» AIM
Please output only the lines that run from the line containing "sand with a single marker." through the end of the material below, exactly.

Rows from a dataset
^^^^^^^^^^^^^^^^

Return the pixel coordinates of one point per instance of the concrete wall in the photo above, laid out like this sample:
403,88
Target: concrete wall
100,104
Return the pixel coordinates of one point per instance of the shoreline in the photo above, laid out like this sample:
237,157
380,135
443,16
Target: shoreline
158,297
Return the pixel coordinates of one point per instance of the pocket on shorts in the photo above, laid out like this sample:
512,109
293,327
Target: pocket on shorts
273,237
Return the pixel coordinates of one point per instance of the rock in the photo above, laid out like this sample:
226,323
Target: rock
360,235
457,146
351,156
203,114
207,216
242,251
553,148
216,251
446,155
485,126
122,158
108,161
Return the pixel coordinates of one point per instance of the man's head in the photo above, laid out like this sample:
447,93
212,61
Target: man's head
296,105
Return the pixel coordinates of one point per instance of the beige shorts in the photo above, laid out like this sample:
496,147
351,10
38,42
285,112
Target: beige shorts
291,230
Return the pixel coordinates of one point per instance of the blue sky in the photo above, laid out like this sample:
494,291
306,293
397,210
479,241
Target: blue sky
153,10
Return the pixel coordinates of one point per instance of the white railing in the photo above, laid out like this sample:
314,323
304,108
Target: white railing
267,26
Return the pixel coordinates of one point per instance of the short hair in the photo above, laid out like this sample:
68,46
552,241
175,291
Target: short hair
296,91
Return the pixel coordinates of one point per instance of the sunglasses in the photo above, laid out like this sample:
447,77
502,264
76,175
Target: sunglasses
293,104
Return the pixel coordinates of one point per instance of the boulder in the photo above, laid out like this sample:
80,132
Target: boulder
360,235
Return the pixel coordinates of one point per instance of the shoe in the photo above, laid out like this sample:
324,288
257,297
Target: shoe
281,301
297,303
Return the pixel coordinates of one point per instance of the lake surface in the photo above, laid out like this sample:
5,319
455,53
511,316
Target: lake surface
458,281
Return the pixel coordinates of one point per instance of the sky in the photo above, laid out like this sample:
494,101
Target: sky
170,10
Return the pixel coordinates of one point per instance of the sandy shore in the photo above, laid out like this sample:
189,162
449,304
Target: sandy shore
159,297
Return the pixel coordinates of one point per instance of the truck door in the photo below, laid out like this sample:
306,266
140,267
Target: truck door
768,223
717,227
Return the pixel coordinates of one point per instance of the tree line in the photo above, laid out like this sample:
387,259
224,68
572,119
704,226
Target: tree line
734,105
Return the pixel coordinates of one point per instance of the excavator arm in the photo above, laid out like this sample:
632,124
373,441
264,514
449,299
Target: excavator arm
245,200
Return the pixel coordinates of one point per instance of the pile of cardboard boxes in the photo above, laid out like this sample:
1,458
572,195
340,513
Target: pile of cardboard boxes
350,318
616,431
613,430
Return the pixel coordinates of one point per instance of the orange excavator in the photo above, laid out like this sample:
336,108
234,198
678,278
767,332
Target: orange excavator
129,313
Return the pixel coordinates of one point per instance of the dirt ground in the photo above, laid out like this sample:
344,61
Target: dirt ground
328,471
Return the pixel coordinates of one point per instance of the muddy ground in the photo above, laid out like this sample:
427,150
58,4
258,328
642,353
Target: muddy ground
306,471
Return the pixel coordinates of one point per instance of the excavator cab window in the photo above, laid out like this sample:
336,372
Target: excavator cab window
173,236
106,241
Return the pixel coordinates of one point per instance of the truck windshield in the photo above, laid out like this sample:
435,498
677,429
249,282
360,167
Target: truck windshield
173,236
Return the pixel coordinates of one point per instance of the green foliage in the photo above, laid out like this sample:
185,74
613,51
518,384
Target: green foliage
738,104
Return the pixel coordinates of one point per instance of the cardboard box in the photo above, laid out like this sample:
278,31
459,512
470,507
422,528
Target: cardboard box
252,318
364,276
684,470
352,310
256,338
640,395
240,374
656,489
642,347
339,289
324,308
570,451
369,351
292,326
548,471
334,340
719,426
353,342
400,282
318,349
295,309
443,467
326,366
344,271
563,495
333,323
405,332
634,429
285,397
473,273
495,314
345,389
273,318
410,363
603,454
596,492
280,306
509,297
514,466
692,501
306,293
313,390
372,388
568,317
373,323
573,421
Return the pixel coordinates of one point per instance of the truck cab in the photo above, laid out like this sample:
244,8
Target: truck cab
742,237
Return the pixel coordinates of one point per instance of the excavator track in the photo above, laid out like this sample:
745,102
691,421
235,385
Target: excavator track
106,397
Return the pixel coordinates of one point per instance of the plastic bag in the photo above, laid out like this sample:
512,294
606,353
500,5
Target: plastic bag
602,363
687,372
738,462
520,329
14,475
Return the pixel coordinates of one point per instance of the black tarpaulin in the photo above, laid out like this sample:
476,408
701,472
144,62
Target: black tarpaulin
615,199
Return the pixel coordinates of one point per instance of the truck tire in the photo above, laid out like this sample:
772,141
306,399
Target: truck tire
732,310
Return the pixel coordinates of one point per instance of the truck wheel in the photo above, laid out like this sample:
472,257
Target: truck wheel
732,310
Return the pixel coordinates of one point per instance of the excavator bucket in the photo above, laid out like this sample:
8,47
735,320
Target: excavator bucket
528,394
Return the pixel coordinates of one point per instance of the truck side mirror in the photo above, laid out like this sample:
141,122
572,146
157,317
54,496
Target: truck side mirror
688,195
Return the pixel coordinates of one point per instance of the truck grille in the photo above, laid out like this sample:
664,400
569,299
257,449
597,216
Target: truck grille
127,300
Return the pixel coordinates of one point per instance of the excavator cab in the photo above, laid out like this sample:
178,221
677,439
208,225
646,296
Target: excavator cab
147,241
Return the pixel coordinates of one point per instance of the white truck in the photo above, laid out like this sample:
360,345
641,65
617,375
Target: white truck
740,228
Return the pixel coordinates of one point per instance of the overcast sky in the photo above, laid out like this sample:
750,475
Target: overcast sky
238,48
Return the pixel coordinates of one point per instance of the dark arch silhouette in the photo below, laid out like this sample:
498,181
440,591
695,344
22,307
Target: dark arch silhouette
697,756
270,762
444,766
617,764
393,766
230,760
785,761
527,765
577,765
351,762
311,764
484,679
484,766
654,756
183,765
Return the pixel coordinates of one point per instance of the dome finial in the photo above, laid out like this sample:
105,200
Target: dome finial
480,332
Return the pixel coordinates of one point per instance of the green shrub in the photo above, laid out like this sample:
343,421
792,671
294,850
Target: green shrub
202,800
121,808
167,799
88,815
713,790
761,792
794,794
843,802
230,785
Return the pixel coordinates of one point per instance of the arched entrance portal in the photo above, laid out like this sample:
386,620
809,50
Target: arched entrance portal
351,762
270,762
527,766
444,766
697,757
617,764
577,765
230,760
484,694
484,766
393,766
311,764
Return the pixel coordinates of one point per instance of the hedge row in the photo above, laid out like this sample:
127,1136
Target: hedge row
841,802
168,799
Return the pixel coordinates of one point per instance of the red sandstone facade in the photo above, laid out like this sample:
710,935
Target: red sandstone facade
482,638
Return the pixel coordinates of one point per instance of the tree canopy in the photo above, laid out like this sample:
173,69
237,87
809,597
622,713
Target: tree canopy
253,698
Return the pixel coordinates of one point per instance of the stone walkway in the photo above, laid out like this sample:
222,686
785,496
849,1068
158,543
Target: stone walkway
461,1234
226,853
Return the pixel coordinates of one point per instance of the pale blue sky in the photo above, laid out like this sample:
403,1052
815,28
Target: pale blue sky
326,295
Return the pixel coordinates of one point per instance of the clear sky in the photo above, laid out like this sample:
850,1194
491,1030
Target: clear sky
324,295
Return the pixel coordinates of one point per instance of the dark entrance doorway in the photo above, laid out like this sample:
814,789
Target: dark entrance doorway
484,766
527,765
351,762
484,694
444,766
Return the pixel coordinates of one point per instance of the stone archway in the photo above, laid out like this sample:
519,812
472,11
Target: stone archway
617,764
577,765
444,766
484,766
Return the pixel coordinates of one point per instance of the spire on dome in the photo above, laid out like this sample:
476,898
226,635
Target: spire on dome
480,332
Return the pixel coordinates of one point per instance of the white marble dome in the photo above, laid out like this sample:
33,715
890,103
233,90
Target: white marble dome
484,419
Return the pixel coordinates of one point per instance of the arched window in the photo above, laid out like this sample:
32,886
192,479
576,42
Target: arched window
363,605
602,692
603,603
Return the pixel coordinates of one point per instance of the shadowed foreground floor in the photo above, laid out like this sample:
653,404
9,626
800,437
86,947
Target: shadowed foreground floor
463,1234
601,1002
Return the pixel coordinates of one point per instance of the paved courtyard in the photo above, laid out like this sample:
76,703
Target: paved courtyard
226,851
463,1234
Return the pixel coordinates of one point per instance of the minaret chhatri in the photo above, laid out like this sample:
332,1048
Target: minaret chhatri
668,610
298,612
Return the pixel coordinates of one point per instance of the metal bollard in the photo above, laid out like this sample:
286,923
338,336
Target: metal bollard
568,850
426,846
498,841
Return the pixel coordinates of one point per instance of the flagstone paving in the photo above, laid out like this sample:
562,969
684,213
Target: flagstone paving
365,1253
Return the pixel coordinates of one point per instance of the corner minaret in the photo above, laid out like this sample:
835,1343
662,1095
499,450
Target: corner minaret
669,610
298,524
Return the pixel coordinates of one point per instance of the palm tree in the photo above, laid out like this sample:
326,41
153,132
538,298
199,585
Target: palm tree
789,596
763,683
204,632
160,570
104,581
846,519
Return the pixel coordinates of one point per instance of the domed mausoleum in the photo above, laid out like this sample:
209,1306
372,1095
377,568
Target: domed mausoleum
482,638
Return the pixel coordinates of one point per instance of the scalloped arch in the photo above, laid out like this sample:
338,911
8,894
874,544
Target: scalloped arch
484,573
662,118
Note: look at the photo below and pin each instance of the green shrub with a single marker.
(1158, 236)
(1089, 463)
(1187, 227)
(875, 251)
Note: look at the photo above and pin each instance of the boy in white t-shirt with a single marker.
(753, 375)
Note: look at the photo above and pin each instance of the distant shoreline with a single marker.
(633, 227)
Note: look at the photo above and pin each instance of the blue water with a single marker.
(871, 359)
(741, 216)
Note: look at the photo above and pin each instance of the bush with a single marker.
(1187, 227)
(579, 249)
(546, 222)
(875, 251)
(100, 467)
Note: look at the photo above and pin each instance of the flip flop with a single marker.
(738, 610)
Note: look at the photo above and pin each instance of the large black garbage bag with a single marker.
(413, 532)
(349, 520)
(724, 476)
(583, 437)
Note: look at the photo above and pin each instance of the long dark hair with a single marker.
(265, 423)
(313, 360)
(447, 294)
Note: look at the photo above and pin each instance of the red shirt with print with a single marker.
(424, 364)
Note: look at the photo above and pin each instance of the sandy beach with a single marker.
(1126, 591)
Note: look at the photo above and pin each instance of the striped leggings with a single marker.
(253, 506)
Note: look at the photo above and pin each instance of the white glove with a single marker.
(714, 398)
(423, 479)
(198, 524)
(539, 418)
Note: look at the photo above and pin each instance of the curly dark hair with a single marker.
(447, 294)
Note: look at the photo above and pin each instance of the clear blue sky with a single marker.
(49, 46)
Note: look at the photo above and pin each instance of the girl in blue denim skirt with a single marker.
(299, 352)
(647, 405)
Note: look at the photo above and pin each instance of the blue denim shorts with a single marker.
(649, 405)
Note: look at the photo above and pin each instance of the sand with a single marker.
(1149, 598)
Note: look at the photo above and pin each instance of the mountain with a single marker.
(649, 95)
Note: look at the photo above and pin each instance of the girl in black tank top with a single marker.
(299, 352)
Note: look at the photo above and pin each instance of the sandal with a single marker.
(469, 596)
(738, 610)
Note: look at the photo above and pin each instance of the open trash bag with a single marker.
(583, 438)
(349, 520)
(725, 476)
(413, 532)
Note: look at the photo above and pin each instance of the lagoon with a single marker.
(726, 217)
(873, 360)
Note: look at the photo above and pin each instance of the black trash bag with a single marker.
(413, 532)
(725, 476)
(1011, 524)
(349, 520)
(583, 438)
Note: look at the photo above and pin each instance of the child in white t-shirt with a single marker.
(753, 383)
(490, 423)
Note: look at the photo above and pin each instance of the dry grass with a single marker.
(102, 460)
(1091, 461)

^^^^^^^^^^^^^^^^

» SOLUTION TO THIS PROBLEM
Note: look at the photo above and pin each instance of the sand with a single marker.
(1149, 598)
Note: look at the photo above and pin each instance of the mountain with a single marker.
(649, 95)
Note: look at the photo above and pin each instance of the girl in black tank top with a single marker.
(299, 352)
Note: look at the photo above and pin each instance of the sandal with a single marker.
(469, 596)
(738, 610)
Note: look at the photo above and pin each instance of the open trash bag with a single marker.
(583, 438)
(349, 520)
(725, 476)
(413, 532)
Note: look at the photo above and pin each instance of the lagoon with a single marker.
(726, 217)
(873, 360)
Note: look at the photo above and pin each instance of the black trash bag with a single marker.
(413, 532)
(725, 476)
(1011, 524)
(349, 520)
(583, 438)
Note: look at the photo above and pin each instance of the child in white t-shirt with a single marker.
(753, 383)
(490, 423)
Note: look at the photo above and pin each instance of the dry grass with a single marker.
(102, 460)
(1091, 461)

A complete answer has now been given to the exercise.